Quoted passage:
┌──
Referring now to FIG. 2, a block diagram depicts a storage controller 28 that arbitrates storage tasks between one or more solid state drives 12 and one or more hard disk drives 14. For example, storage controller 28 has a network interface to support communications over a network 34, such as a storage area network (SAN). Solid state drives 12 and hard disk drives 14 communicated through storage device interfaces 36 to accept storage tasks as assigned by storage arbitrator 30. A detector 32 determines the type of storage device coupled to each interface 36 so that arbitrator 30 assigns storage tasks to each type of storage device based on predetermined factors. For example, frequently accessed information is stored in solid state drives 12 which remain powered on while less-frequently accessed information is stored in hard disk drives 14, which may be powered down to reduce power consumption.

Referring now to FIG. 3, a flow diagram depicts a process for arbitrating storage tasks between a solid state drive and a hard disk drive. Storage devices transition between a performance mode 38, a balanced mode 40 and a power savings mode 42. The process starts at step 44 with initiation of a solid state drive and a hard disk drive in a RAID configuration. At step 46, power is limited, such as by removal of external power from a portable information handling system. At step 48, a determination is made of the type of operating mode that is selected. If a performance mode is selected to provide maximized information security, the process continues to step 49 to have both storage devices remain powered up and in the RAID configuration. If at step 48 a power savings mode is determined, the process continues to step 50 to power down the hard disk drive so that only the solid state drive runs. At step 52, a log is made of changes to the solid state drive image. At step 54, a determination is made of whether external power has returned. If not, the process returns to step 52 to continue logging changes made to the solid state drive. If at step 54 external power returns, the process continues to step 56 to power up the hard disk drive and to step 58 to mirror new data from the solid state drive to the hard disk drive based on the log.

If at step 48, a balance mode of operation is selected, the process continues to step 60 to power down the hard disk drive and run only the solid state drive. At step 62, changes made to the solid state are logged. At step 64, a determination is made of whether a data threshold is exceeded, such as greater than a predetermined number of writes to the solid state drive. If no, the process continues to step 66 to determine if external power is returned. If external power is not returned, the process continues to step 62 to continue to log changes made to the solid state drive. If external power is returned, the process continues to step 56. If at step 64 the data threshold is exceeded, the process continues to step 68 to power up the hard disk drive. At step 70, the new data written to the solid state drive is mirrored to the hard disk drive with the log. At step 72, a determination is made of whether external power is returned. If external power is not returned, the process continues to step 60 to keep the HDD powered down and run with only the SSD. If external power is returned, the process continues to step 44.

Although the present invention has been described in detail, it should be understood that various changes, substitutions, and alterations can be made hereto without departing from the spirit and scope of the invention as defined by the appended claims.

Claims

1. An information handling system comprising: a processor operable to process information and to generate a storage task;a hard disk drive interfaced with the processor, the hard disk drive operable to store information on a rotating magnetic disk and to perform the storage task;a solid state drive interfaced with the processor, the solid state drive operable to store information in flash memory and to perform the storage task; anda storage arbitrator interfaced with the hard disk drive and the solid state drive, the storage arbitrator operable to select one of the hard disk drive or the solid state drive to perform a predetermined task based on one or more factors.
└──
Instruction 1:
Report how many lines in the rows below contain the string "Query". Give only the number.

Data rows:
┌──
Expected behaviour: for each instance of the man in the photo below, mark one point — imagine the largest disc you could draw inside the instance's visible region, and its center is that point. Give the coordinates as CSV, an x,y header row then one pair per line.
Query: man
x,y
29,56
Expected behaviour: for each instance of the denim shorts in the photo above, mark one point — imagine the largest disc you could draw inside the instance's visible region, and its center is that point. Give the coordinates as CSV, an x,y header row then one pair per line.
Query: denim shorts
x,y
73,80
└──
┌──
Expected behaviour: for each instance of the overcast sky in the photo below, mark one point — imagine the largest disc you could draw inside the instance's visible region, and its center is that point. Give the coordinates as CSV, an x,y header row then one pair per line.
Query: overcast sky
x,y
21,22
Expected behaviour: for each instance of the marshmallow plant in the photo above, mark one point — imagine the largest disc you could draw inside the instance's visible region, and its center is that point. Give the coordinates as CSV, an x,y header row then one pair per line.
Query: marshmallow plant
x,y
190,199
└──
┌──
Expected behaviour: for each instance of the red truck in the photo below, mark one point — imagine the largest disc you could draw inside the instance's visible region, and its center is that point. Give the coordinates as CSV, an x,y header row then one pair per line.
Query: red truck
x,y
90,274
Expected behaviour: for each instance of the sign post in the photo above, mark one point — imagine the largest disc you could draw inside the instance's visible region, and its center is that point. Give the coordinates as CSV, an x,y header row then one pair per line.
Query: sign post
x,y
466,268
└──
Instruction 2:
In the storage arbitration passage, what happens at step 50 once a power savings mode is determined?

Result 1:
6

Result 2:
The hard disk drive is powered down so that only the solid state drive runs.